__SOURCE TEXT__.
(begin)

# ASRock



## Schwachkopf (Dec 17, 2017)

I've been using 3 CPU threads to mine XMR using Claymore Miner and i'm only getting 210.0 H/s which is really bad according to the calculators, i'm thinking of buying equipments for mining faster, i stumbled upon this company called ASRock, they mostly sell computer hardwares for gaming but they also sell a motherboard exclusive for bitcoin mining that supports 13 graphic cards and people are selling this product on Amazon for around $340.00

https://www.asrock.com/MB/Intel/H110 Pro BTC+/index.asp

What do you think? Is it trustworthy? Is it worth it?


----------



## Paralethal (Dec 17, 2017)

I have an AsRock X99X Killer/3.1 based PC. It's just as good as anything else.


----------



## CrunkLord420 (Dec 17, 2017)

ASRock is a fine brand, I don't know anything about this specific hardware. They seem to target budget gamers, and their motherboards show up in recommended budget spec sheets all the time.


----------



## Un Platano (Dec 17, 2017)

Motherboards are probably the least important choice in your computer after the case. Cheap motherboards work just as well as expensive ones and the only major difference between any two motherboards is what you can plug into it. ASRock specializes in cheapo stuff, but since they're motherboards that's not really a problem.

I'd look into other options first before paying hundred of dollars for a motherboard with a dozen PCIe 1x slots on it though. PCIe lanes are flexible and you might be able to save money by buying a regular motherboard and a couple splitters such as this thing instead of a specialty board with a specialty price. For that though you would have to look around for the right one, because you're gonna be buying things like that from shady Chinese dealers that are a lot less reputable than ASRock is.


----------



## BillionBisonBucks (Dec 17, 2017)

XMR is monero, right? Isn't that the cpu-focused coin...?


----------



## Schwachkopf (Dec 19, 2017)

BillionBisonBucks said:


> XMR is monero, right? Isn't that the cpu-focused coin...?


Yes, but since my CPU is weak and can't mine fast, i wanted a good miner to mine bitcoins at the most profitable way.


----------



## BillionBisonBucks (Dec 19, 2017)

Schwachkopf said:


> Yes, but since my CPU is weak and can't mine fast, i wanted a good miner to mine bitcoins at the most profitable way.


So why not buy a beast cpu instead of a giant mobo, a giant case to hold it, and _thirteen_ graphics cards?


----------

(end)

__ENTRIES__.
(begin)

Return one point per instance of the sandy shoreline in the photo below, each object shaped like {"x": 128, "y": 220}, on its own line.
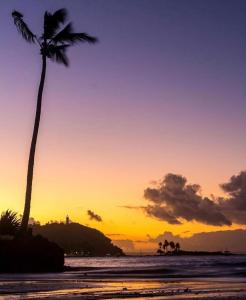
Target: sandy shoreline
{"x": 72, "y": 288}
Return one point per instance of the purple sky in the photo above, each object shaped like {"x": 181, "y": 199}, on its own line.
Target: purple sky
{"x": 163, "y": 91}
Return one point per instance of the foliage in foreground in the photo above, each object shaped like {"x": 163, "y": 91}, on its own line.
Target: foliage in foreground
{"x": 9, "y": 223}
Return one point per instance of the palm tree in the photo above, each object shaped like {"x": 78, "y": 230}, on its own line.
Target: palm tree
{"x": 172, "y": 245}
{"x": 165, "y": 246}
{"x": 9, "y": 223}
{"x": 53, "y": 44}
{"x": 177, "y": 247}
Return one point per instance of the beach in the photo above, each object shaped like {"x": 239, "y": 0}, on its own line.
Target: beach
{"x": 134, "y": 278}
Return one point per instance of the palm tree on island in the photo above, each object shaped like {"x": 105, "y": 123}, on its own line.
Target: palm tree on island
{"x": 53, "y": 44}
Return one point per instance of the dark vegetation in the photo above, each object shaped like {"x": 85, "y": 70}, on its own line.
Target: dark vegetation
{"x": 20, "y": 251}
{"x": 26, "y": 253}
{"x": 53, "y": 44}
{"x": 30, "y": 254}
{"x": 171, "y": 248}
{"x": 77, "y": 239}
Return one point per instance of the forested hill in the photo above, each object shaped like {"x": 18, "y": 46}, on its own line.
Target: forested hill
{"x": 77, "y": 238}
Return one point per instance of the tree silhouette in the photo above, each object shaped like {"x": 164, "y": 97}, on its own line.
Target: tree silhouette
{"x": 9, "y": 223}
{"x": 165, "y": 245}
{"x": 53, "y": 44}
{"x": 177, "y": 247}
{"x": 172, "y": 245}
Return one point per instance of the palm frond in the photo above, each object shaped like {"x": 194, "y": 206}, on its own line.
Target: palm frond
{"x": 66, "y": 35}
{"x": 58, "y": 53}
{"x": 53, "y": 21}
{"x": 22, "y": 27}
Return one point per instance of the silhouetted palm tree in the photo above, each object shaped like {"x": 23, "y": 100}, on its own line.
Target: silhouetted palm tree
{"x": 165, "y": 246}
{"x": 177, "y": 247}
{"x": 172, "y": 245}
{"x": 9, "y": 223}
{"x": 52, "y": 44}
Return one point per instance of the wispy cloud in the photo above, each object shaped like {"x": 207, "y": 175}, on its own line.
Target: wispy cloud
{"x": 94, "y": 216}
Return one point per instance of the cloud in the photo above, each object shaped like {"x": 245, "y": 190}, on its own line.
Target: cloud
{"x": 94, "y": 216}
{"x": 126, "y": 245}
{"x": 234, "y": 206}
{"x": 173, "y": 200}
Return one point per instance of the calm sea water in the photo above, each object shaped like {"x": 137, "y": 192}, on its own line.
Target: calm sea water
{"x": 98, "y": 276}
{"x": 167, "y": 266}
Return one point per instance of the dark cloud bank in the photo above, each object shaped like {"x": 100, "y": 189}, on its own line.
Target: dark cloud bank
{"x": 94, "y": 216}
{"x": 174, "y": 201}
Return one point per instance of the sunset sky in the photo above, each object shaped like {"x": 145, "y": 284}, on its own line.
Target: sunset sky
{"x": 163, "y": 92}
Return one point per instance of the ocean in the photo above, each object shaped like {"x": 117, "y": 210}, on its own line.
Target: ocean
{"x": 139, "y": 277}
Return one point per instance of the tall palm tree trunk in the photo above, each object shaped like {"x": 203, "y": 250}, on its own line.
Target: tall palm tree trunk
{"x": 26, "y": 213}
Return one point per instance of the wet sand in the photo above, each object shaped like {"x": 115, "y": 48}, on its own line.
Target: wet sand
{"x": 70, "y": 286}
{"x": 133, "y": 278}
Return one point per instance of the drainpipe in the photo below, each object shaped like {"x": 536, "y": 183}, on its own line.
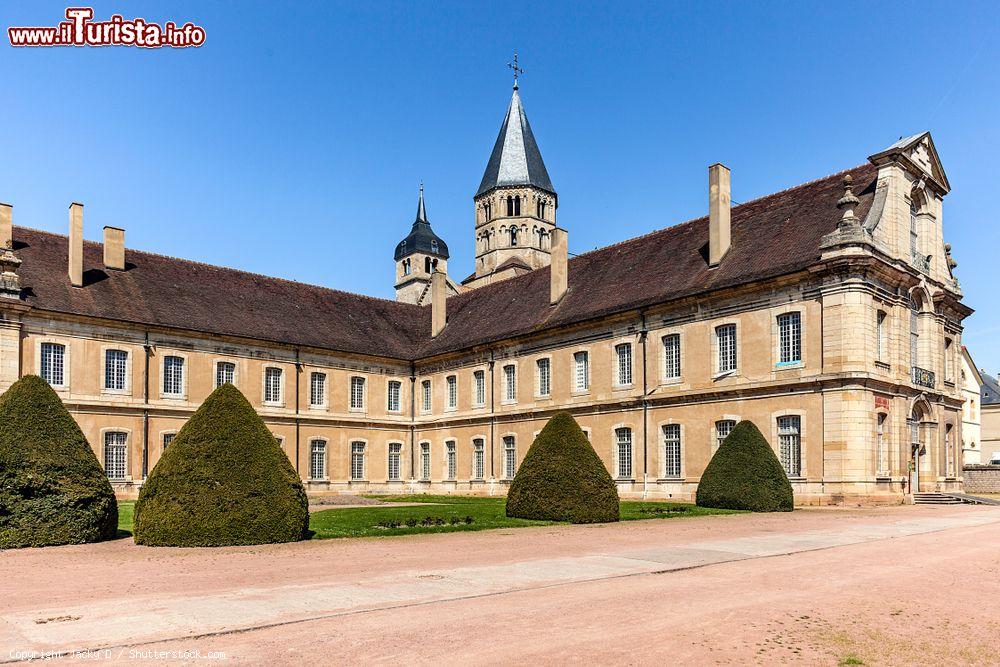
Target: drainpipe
{"x": 645, "y": 408}
{"x": 147, "y": 351}
{"x": 298, "y": 381}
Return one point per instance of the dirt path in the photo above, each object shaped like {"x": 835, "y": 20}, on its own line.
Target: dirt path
{"x": 887, "y": 585}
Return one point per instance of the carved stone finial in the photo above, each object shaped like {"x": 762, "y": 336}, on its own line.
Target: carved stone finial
{"x": 10, "y": 284}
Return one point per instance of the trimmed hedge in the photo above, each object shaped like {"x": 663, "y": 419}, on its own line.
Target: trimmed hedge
{"x": 52, "y": 488}
{"x": 562, "y": 478}
{"x": 745, "y": 474}
{"x": 223, "y": 481}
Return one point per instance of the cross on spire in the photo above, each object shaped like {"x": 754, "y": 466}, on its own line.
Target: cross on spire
{"x": 517, "y": 70}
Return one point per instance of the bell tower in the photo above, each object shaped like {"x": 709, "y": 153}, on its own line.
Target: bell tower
{"x": 516, "y": 203}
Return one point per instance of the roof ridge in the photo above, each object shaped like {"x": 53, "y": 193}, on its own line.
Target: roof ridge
{"x": 224, "y": 268}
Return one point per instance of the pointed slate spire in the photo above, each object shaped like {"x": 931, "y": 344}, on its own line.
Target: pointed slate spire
{"x": 421, "y": 237}
{"x": 516, "y": 159}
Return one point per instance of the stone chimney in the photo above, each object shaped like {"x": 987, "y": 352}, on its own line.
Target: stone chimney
{"x": 439, "y": 308}
{"x": 559, "y": 266}
{"x": 114, "y": 248}
{"x": 76, "y": 244}
{"x": 719, "y": 227}
{"x": 6, "y": 226}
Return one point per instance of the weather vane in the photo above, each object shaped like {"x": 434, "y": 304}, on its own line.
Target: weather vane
{"x": 517, "y": 70}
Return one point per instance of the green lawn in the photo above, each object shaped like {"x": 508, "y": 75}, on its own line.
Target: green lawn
{"x": 443, "y": 514}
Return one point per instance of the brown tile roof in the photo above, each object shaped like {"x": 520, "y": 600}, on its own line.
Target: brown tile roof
{"x": 771, "y": 236}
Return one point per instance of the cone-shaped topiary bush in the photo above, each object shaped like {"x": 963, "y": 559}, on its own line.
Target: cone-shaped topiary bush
{"x": 223, "y": 481}
{"x": 52, "y": 489}
{"x": 745, "y": 474}
{"x": 562, "y": 478}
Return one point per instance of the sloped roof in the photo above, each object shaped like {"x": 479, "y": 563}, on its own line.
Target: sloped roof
{"x": 516, "y": 159}
{"x": 771, "y": 236}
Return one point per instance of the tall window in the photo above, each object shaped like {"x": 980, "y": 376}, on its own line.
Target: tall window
{"x": 672, "y": 450}
{"x": 173, "y": 375}
{"x": 880, "y": 340}
{"x": 790, "y": 445}
{"x": 672, "y": 357}
{"x": 357, "y": 393}
{"x": 623, "y": 354}
{"x": 225, "y": 373}
{"x": 272, "y": 385}
{"x": 510, "y": 383}
{"x": 623, "y": 437}
{"x": 450, "y": 459}
{"x": 425, "y": 390}
{"x": 317, "y": 459}
{"x": 790, "y": 338}
{"x": 115, "y": 454}
{"x": 881, "y": 451}
{"x": 478, "y": 458}
{"x": 115, "y": 362}
{"x": 452, "y": 392}
{"x": 480, "y": 387}
{"x": 392, "y": 403}
{"x": 725, "y": 338}
{"x": 357, "y": 460}
{"x": 425, "y": 461}
{"x": 509, "y": 457}
{"x": 317, "y": 389}
{"x": 581, "y": 374}
{"x": 722, "y": 430}
{"x": 395, "y": 454}
{"x": 544, "y": 376}
{"x": 52, "y": 365}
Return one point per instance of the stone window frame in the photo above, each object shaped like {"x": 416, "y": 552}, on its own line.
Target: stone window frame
{"x": 127, "y": 391}
{"x": 67, "y": 357}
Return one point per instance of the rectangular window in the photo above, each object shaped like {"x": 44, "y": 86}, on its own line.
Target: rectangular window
{"x": 425, "y": 389}
{"x": 52, "y": 364}
{"x": 725, "y": 337}
{"x": 790, "y": 338}
{"x": 115, "y": 362}
{"x": 623, "y": 436}
{"x": 544, "y": 376}
{"x": 451, "y": 456}
{"x": 425, "y": 461}
{"x": 722, "y": 430}
{"x": 672, "y": 357}
{"x": 395, "y": 454}
{"x": 393, "y": 400}
{"x": 115, "y": 454}
{"x": 317, "y": 389}
{"x": 357, "y": 461}
{"x": 509, "y": 457}
{"x": 357, "y": 393}
{"x": 225, "y": 373}
{"x": 478, "y": 458}
{"x": 581, "y": 362}
{"x": 317, "y": 459}
{"x": 480, "y": 382}
{"x": 881, "y": 451}
{"x": 510, "y": 383}
{"x": 272, "y": 385}
{"x": 672, "y": 450}
{"x": 623, "y": 353}
{"x": 173, "y": 376}
{"x": 790, "y": 445}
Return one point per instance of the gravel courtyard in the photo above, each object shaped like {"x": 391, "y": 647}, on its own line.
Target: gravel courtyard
{"x": 902, "y": 585}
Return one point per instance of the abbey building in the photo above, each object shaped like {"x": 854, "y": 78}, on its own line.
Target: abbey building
{"x": 827, "y": 313}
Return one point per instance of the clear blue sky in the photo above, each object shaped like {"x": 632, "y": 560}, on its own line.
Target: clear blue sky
{"x": 292, "y": 143}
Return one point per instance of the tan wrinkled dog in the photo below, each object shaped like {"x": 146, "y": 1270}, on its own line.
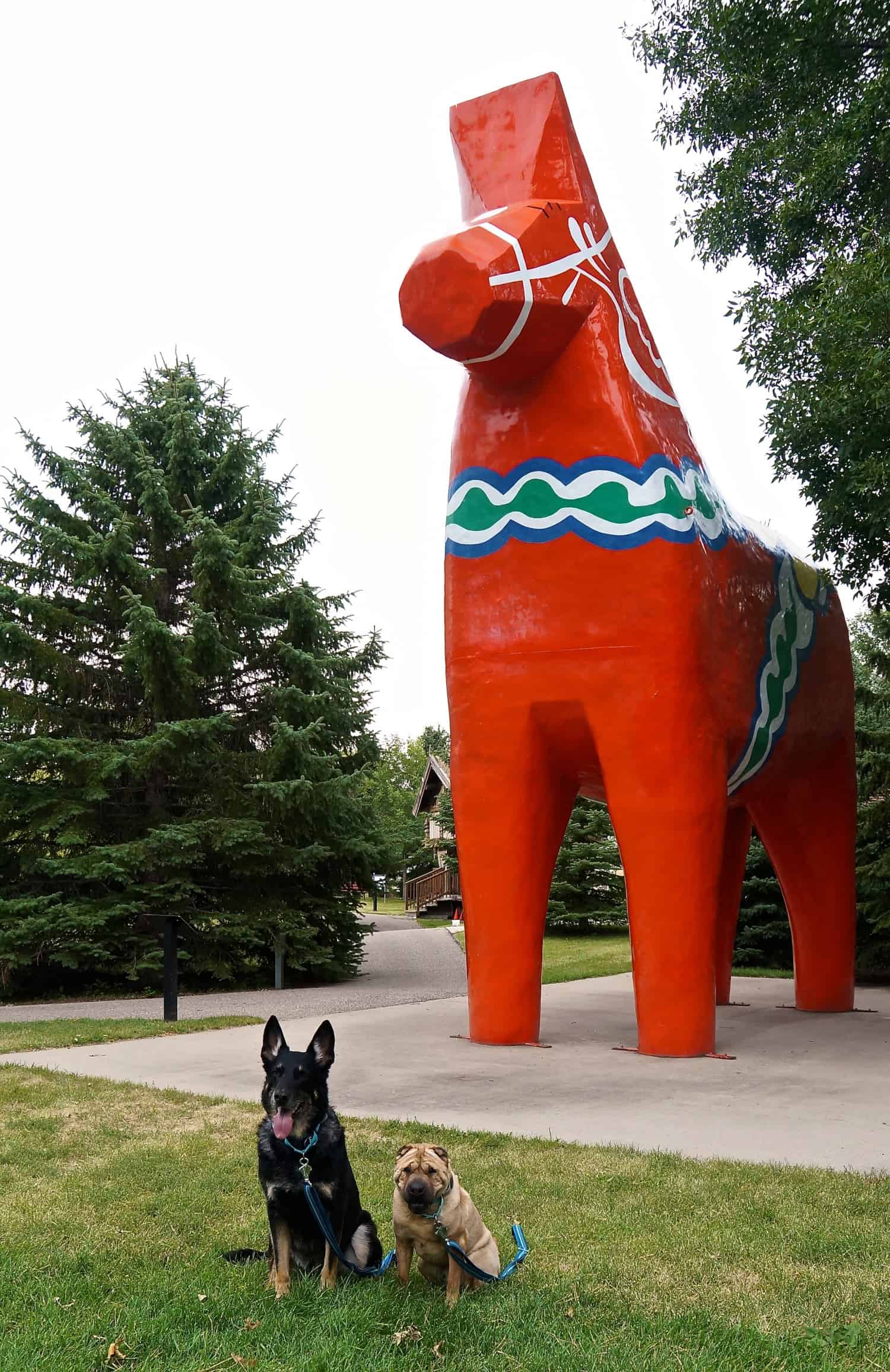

(end)

__OBJECTIVE__.
Reproduce, word for word, the part of the ASRock thread from "## BillionBisonBucks (Dec 19, 2017)" to "and _thirteen_ graphics cards?".

__TASK RESULT__.
## BillionBisonBucks (Dec 19, 2017)

Schwachkopf said:


> Yes, but since my CPU is weak and can't mine fast, i wanted a good miner to mine bitcoins at the most profitable way.


So why not buy a beast cpu instead of a giant mobo, a giant case to hold it, and _thirteen_ graphics cards?